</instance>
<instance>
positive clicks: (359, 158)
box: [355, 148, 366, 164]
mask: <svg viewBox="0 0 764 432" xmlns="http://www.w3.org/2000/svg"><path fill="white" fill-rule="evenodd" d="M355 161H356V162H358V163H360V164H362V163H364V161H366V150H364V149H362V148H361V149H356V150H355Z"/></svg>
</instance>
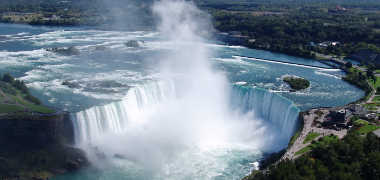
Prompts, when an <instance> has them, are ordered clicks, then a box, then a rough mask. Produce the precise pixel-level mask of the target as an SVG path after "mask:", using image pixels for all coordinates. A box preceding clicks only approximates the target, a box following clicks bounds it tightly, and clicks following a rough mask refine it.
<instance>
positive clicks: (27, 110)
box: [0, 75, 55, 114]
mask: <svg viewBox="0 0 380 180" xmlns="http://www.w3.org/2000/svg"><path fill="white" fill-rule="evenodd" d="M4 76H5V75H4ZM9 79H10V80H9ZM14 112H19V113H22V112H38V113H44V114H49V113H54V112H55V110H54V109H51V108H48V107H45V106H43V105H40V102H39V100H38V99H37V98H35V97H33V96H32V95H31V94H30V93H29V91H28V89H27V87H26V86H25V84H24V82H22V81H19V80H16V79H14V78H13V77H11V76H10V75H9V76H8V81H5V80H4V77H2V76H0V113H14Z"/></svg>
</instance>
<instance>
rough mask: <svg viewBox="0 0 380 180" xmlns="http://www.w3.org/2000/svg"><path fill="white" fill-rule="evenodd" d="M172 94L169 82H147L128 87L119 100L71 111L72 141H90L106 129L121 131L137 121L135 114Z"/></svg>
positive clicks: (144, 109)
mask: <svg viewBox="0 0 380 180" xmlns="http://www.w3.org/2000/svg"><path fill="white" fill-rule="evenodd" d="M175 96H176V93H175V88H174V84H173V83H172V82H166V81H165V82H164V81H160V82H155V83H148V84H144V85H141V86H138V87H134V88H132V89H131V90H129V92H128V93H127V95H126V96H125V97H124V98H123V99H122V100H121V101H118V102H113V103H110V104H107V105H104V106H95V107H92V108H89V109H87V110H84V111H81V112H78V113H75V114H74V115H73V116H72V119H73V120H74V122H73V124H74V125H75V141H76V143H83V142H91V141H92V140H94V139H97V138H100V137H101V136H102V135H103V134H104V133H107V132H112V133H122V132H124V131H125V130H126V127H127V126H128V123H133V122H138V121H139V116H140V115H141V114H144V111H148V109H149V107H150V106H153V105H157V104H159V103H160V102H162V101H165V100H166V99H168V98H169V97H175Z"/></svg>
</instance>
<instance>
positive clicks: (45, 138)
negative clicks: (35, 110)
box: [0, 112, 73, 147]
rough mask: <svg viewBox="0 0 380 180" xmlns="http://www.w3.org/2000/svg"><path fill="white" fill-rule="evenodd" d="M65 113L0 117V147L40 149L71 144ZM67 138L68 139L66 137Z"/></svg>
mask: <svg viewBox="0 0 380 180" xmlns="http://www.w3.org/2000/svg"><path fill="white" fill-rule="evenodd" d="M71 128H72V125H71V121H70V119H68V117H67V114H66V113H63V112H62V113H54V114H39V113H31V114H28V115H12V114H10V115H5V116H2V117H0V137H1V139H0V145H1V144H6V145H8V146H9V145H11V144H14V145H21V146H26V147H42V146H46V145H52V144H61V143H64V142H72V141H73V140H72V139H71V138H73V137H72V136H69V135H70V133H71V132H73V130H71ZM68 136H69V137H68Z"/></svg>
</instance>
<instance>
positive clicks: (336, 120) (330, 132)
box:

......

* Work item *
An exact transcription of the material is required, without any pictures.

* Output *
</instance>
<instance>
positive clicks: (359, 158)
box: [355, 148, 366, 164]
mask: <svg viewBox="0 0 764 432" xmlns="http://www.w3.org/2000/svg"><path fill="white" fill-rule="evenodd" d="M355 161H356V162H358V163H360V164H362V163H364V161H366V150H364V149H362V148H361V149H356V150H355Z"/></svg>
</instance>
Prompts, when an <instance> has them, are ordered clicks, then a box, then a rough mask. Produce the precise pixel-level mask of the target as an SVG path after "mask:", using image pixels for all coordinates. A box preceding clicks only approximates the target, a box following clicks bounds it tightly, and clicks following a rough mask refine it.
<instance>
positive clicks: (27, 110)
box: [0, 75, 55, 114]
mask: <svg viewBox="0 0 380 180" xmlns="http://www.w3.org/2000/svg"><path fill="white" fill-rule="evenodd" d="M4 76H5V75H4ZM9 79H10V80H9ZM14 112H19V113H22V112H38V113H44V114H49V113H54V112H55V110H54V109H51V108H48V107H45V106H43V105H40V102H39V100H38V99H37V98H35V97H33V96H32V95H31V94H30V93H29V91H28V89H27V87H26V86H25V84H24V82H22V81H19V80H16V79H14V78H13V77H11V76H10V75H9V76H8V81H5V80H4V77H2V76H0V113H14Z"/></svg>
</instance>
<instance>
rough mask: <svg viewBox="0 0 380 180" xmlns="http://www.w3.org/2000/svg"><path fill="white" fill-rule="evenodd" d="M172 94L169 82H147L128 87L119 100L71 111L72 141H90L106 129L121 131L137 121L135 114Z"/></svg>
positive clicks: (144, 109)
mask: <svg viewBox="0 0 380 180" xmlns="http://www.w3.org/2000/svg"><path fill="white" fill-rule="evenodd" d="M175 96H176V93H175V88H174V84H173V83H172V82H166V81H165V82H164V81H160V82H155V83H148V84H144V85H141V86H138V87H134V88H132V89H131V90H129V92H128V93H127V95H126V96H125V97H124V98H123V99H122V100H121V101H118V102H113V103H110V104H107V105H104V106H95V107H92V108H89V109H87V110H84V111H81V112H78V113H75V114H74V115H73V116H72V119H73V120H74V122H73V124H74V125H75V141H76V143H83V142H91V141H92V140H94V139H97V138H100V137H101V136H102V135H103V134H104V133H107V132H112V133H122V132H124V131H125V130H126V127H127V126H128V123H133V122H138V121H139V116H140V115H141V114H144V111H148V109H149V107H150V106H153V105H157V104H159V103H160V102H162V101H165V100H166V99H168V98H169V97H175Z"/></svg>
</instance>
<instance>
positive clicks: (45, 138)
negative clicks: (35, 110)
box: [0, 112, 73, 147]
rough mask: <svg viewBox="0 0 380 180" xmlns="http://www.w3.org/2000/svg"><path fill="white" fill-rule="evenodd" d="M65 113L0 117V147L40 149L71 144ZM67 138L68 139L66 137Z"/></svg>
mask: <svg viewBox="0 0 380 180" xmlns="http://www.w3.org/2000/svg"><path fill="white" fill-rule="evenodd" d="M71 128H72V125H71V121H70V119H68V117H67V114H66V113H63V112H62V113H54V114H39V113H31V114H28V115H12V114H10V115H5V116H2V117H0V137H1V139H0V145H1V144H6V145H8V146H9V145H11V144H14V145H21V146H26V147H42V146H46V145H52V144H61V143H64V142H72V141H73V140H72V139H71V138H73V137H72V136H69V135H70V133H71V132H73V130H71ZM68 136H69V137H68Z"/></svg>
</instance>
<instance>
positive clicks: (336, 120) (330, 132)
box:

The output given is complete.